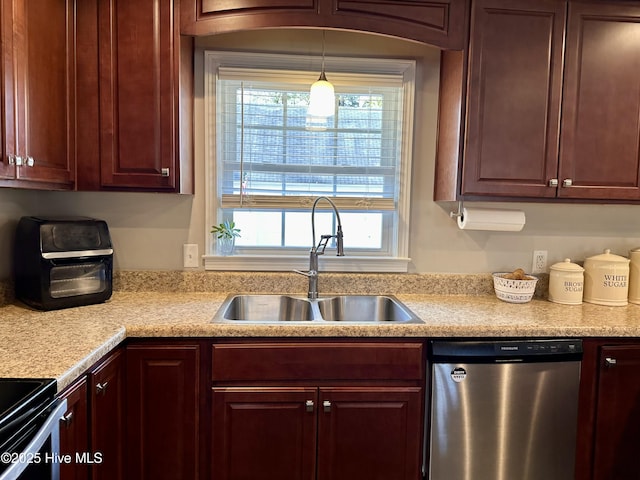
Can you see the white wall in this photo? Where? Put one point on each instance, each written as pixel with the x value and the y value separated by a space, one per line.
pixel 149 229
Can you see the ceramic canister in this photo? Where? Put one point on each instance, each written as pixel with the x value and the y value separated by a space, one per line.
pixel 634 276
pixel 606 279
pixel 566 283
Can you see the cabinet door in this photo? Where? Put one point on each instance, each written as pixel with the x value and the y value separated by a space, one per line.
pixel 618 414
pixel 264 433
pixel 515 82
pixel 44 53
pixel 74 432
pixel 139 94
pixel 163 393
pixel 600 148
pixel 7 107
pixel 370 432
pixel 106 395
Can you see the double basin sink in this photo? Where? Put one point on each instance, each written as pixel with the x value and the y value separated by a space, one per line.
pixel 292 308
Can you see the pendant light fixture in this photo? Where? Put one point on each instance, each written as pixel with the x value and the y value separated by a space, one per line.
pixel 322 100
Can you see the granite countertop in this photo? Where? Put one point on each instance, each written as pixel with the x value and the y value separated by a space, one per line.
pixel 62 344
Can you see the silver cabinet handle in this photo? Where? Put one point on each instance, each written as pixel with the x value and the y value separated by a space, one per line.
pixel 66 419
pixel 101 388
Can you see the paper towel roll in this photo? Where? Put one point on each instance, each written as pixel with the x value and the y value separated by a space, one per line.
pixel 491 219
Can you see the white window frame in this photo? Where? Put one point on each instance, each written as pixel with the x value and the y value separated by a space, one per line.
pixel 333 66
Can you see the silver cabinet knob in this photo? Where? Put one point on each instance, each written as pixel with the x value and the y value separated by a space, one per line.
pixel 101 388
pixel 66 419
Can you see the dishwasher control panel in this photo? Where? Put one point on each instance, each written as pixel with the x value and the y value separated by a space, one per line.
pixel 509 349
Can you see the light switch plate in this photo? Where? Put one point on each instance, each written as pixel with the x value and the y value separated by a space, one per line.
pixel 190 255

▸ **Work required**
Write out exactly the lines from the one with "Can you see the silver cabinet knob" through the end of the records above, both ends included, and leave out all other lines.

▸ **Result**
Can you see the silver cabinet knob in this photo? Where? Put one point on each instance, each written as pixel with the x value and the y value separated by a space, one per line.
pixel 101 388
pixel 66 419
Can you see the dishwasher control panel in this photo? Where? Put one point on each instance, each written as pixel with the x value and the y value separated by a space, one per line.
pixel 509 349
Can you see the light switch plate in this photo? Where? Put one point on each instance, each written as pixel with the x value and the y value separated by a space, one per line.
pixel 190 255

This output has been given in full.